Rewrite the entries starting with the line that contains "Look at the image above and tell me whether any maroon" and going through the line that contains "[0, 324, 481, 798]", replacing "woman's head" with "person's head" and keeping everything else the same.

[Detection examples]
* * *

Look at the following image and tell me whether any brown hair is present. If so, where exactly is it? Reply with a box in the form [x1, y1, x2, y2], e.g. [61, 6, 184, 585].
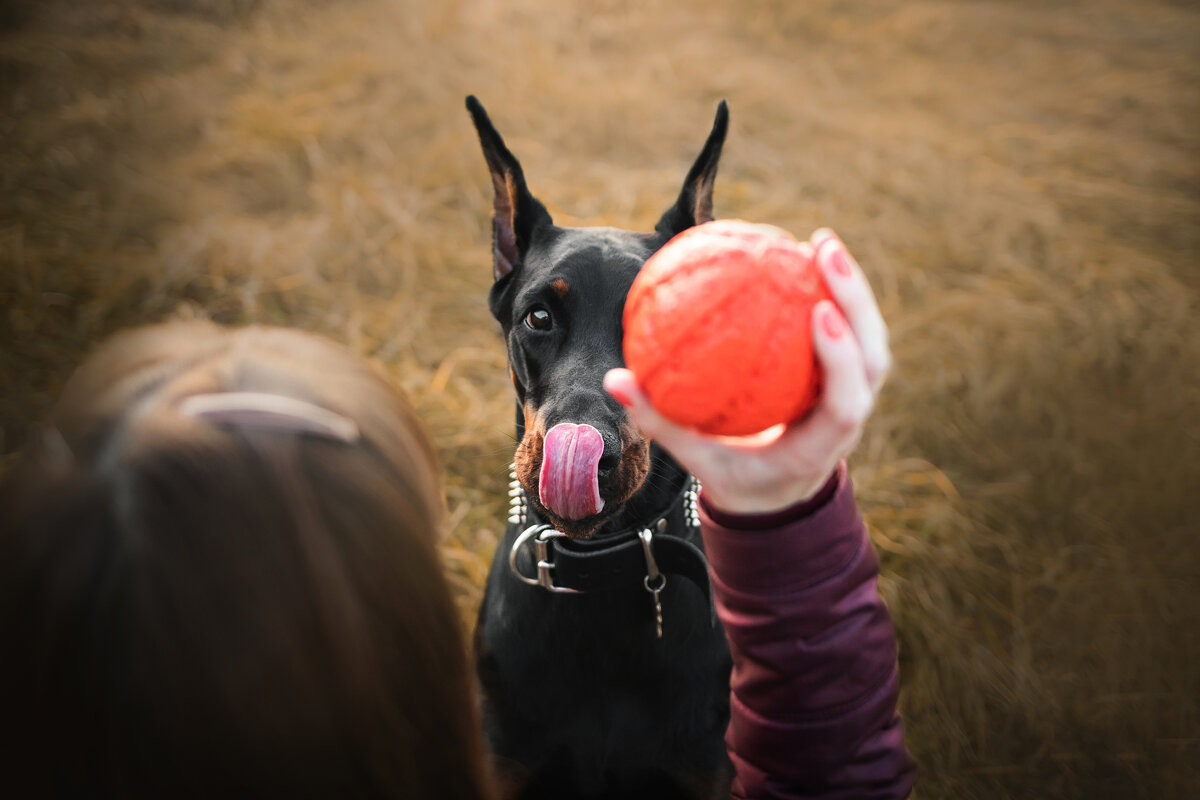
[0, 324, 486, 798]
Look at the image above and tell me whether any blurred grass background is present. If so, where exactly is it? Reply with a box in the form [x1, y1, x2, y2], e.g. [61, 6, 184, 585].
[0, 0, 1200, 798]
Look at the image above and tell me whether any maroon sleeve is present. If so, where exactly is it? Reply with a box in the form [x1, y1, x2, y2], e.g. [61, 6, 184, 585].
[701, 464, 913, 800]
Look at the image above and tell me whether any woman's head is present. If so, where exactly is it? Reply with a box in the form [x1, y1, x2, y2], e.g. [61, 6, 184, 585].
[0, 324, 481, 798]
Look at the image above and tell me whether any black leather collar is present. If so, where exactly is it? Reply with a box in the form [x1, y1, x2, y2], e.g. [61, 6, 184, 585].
[509, 475, 715, 619]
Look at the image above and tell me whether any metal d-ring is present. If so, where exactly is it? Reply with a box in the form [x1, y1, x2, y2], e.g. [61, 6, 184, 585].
[509, 523, 580, 595]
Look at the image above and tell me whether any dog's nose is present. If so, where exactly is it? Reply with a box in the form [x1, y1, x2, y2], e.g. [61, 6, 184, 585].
[596, 447, 620, 481]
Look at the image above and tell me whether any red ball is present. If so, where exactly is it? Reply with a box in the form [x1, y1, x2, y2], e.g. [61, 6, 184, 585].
[624, 219, 830, 435]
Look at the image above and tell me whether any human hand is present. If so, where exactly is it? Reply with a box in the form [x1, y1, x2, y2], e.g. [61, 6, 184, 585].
[604, 228, 892, 513]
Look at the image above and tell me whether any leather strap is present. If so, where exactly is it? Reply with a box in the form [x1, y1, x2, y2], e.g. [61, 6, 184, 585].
[551, 534, 712, 604]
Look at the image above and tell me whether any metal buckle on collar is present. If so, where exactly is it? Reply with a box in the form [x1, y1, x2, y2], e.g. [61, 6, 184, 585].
[509, 524, 580, 595]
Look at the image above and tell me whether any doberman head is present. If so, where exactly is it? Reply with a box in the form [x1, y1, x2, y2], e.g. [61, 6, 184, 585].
[467, 96, 728, 537]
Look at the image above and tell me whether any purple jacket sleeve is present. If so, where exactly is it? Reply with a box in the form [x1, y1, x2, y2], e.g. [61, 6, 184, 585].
[701, 464, 913, 800]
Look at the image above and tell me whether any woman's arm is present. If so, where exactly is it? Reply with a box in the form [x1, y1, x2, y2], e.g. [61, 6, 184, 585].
[605, 230, 913, 799]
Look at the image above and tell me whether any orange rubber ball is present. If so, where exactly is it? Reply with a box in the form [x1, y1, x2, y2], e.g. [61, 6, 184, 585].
[624, 219, 830, 435]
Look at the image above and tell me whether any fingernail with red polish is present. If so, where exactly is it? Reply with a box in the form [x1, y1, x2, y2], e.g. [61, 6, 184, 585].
[821, 306, 846, 339]
[829, 247, 851, 278]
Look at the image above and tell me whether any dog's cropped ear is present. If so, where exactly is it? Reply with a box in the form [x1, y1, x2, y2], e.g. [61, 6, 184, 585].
[654, 100, 730, 239]
[467, 95, 552, 281]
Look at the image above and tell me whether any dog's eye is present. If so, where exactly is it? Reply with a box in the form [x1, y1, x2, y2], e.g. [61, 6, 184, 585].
[526, 306, 554, 331]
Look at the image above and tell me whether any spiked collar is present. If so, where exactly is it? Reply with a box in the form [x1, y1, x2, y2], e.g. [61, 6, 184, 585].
[509, 468, 715, 638]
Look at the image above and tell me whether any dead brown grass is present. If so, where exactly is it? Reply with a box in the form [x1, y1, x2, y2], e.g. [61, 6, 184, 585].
[0, 0, 1200, 798]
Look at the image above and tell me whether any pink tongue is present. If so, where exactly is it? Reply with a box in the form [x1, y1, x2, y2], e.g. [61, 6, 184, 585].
[538, 422, 604, 519]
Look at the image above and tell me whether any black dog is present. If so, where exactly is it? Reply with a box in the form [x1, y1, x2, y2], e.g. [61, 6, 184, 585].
[467, 97, 731, 800]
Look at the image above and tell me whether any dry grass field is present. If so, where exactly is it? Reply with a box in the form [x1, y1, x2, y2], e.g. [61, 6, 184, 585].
[0, 0, 1200, 799]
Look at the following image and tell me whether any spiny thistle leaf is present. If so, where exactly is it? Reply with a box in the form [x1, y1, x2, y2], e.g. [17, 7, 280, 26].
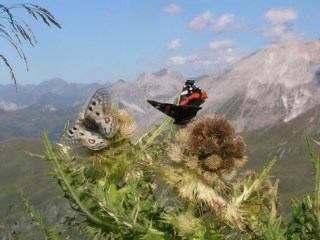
[20, 190, 63, 240]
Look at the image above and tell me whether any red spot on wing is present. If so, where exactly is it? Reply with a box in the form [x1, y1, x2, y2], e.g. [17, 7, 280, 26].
[180, 92, 201, 106]
[201, 91, 208, 100]
[164, 106, 171, 114]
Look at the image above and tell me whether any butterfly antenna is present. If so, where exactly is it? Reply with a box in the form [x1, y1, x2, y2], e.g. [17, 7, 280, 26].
[173, 97, 179, 105]
[63, 120, 70, 132]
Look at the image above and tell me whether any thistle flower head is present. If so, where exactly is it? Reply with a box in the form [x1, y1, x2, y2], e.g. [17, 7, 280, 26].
[168, 115, 247, 185]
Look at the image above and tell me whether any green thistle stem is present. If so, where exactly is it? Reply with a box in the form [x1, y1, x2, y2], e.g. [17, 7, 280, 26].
[43, 133, 115, 230]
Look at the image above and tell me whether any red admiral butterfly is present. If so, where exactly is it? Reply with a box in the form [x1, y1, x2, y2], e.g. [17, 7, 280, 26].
[148, 80, 208, 125]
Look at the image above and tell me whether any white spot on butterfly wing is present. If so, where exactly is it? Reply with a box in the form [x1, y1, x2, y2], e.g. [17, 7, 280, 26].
[60, 120, 108, 150]
[181, 90, 188, 95]
[84, 88, 117, 138]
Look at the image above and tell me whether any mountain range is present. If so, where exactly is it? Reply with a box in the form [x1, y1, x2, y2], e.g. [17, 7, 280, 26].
[0, 40, 320, 232]
[0, 40, 320, 139]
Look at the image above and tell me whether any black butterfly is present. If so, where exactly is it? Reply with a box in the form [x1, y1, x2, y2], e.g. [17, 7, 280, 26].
[148, 80, 208, 125]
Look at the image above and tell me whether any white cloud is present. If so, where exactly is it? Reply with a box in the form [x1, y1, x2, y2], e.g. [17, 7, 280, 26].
[167, 38, 181, 50]
[188, 11, 213, 30]
[208, 40, 237, 49]
[212, 14, 234, 33]
[188, 11, 235, 33]
[259, 8, 304, 43]
[163, 4, 182, 14]
[264, 8, 298, 25]
[166, 40, 240, 74]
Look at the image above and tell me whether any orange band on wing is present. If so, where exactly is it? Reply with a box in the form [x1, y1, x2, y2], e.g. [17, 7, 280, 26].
[180, 93, 200, 106]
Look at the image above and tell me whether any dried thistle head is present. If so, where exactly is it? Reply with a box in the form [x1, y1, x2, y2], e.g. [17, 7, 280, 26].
[168, 115, 247, 188]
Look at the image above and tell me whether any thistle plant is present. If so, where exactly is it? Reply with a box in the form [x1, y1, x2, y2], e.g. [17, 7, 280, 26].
[24, 104, 317, 239]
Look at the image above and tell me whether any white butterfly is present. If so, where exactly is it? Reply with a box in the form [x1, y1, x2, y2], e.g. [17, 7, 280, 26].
[60, 88, 117, 150]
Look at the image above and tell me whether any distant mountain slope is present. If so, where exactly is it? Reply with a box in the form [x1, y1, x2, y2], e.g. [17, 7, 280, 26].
[199, 40, 320, 131]
[243, 105, 320, 213]
[0, 78, 110, 111]
[0, 104, 80, 141]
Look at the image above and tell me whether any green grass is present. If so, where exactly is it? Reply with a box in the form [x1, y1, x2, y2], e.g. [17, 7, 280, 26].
[0, 138, 67, 236]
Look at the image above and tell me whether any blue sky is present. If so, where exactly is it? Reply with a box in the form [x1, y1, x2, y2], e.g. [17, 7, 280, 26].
[0, 0, 320, 85]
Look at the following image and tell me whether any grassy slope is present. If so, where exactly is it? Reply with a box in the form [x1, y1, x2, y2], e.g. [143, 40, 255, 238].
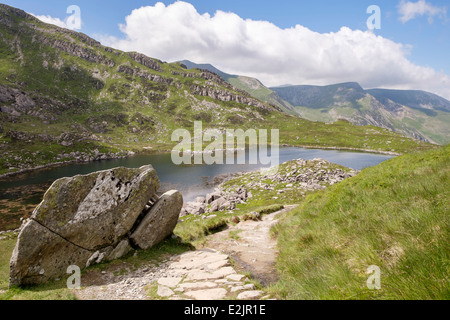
[0, 5, 436, 174]
[272, 146, 450, 299]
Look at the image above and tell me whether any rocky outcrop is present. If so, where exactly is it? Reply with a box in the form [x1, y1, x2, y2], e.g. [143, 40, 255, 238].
[10, 166, 183, 286]
[117, 65, 173, 85]
[127, 52, 163, 72]
[190, 85, 277, 111]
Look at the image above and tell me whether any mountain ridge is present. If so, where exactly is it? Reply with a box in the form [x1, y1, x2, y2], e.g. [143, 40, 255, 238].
[0, 4, 436, 175]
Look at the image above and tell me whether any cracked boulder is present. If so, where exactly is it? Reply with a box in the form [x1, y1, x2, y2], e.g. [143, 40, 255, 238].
[130, 190, 183, 249]
[10, 166, 182, 286]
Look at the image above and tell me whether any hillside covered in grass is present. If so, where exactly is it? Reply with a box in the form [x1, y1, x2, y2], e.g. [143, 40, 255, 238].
[272, 146, 450, 299]
[0, 5, 431, 175]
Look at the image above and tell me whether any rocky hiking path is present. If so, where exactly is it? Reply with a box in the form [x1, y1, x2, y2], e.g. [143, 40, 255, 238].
[76, 206, 295, 300]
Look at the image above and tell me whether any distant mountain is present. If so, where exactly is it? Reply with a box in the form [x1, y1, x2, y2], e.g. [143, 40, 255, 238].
[179, 60, 238, 81]
[179, 60, 297, 115]
[0, 4, 286, 174]
[270, 82, 450, 144]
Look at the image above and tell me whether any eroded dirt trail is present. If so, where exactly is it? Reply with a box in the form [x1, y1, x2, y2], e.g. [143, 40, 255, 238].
[77, 206, 295, 300]
[202, 206, 296, 285]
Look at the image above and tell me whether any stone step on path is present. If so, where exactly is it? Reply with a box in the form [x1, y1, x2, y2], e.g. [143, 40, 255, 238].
[76, 249, 267, 300]
[156, 249, 264, 300]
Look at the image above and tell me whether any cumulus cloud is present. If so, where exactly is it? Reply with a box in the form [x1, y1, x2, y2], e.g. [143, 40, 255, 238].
[101, 1, 450, 98]
[30, 5, 82, 30]
[31, 13, 67, 28]
[398, 0, 447, 23]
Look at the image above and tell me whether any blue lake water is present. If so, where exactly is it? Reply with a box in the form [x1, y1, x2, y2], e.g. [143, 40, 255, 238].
[0, 147, 392, 201]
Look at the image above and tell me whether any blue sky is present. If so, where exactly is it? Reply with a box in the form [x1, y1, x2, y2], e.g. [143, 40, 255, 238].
[2, 0, 450, 96]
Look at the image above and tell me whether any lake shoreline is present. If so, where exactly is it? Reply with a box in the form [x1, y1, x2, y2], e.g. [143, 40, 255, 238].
[0, 144, 401, 179]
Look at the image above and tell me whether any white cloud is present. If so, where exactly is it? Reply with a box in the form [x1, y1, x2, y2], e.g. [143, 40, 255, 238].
[101, 1, 450, 98]
[398, 0, 447, 23]
[30, 6, 82, 30]
[30, 13, 67, 28]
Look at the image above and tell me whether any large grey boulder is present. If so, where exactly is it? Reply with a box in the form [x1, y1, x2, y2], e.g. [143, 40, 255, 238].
[10, 166, 183, 286]
[32, 166, 160, 250]
[130, 190, 183, 249]
[9, 219, 92, 286]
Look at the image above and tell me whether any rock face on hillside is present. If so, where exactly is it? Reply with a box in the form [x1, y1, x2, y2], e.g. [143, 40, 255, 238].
[10, 166, 183, 286]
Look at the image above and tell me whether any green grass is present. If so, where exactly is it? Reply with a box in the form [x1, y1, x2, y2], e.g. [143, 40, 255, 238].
[0, 237, 194, 300]
[270, 146, 450, 299]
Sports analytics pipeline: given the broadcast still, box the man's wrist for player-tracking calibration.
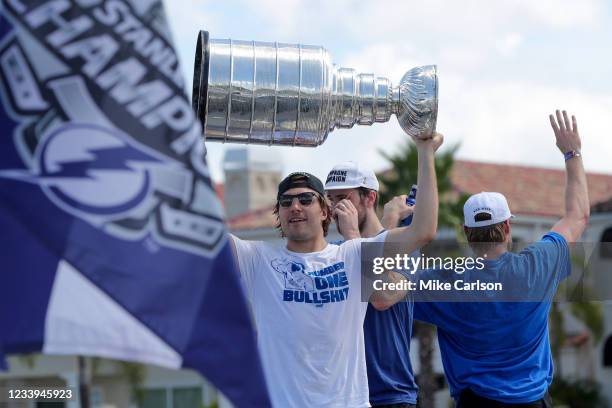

* * *

> **WRITTEN REPLY**
Look at the image above and tell me whether any maroon sleeve is present. If so, where exactly is it? Reply with a box in the form [x1, y1, x2, y2], e.g. [61, 6, 184, 585].
[701, 464, 913, 800]
Look at the image above and tell me whether any person's head is present. If so, where exactly is it? Reply with a box in the form [x1, y1, x2, y2], e.g. [61, 6, 184, 585].
[0, 324, 481, 798]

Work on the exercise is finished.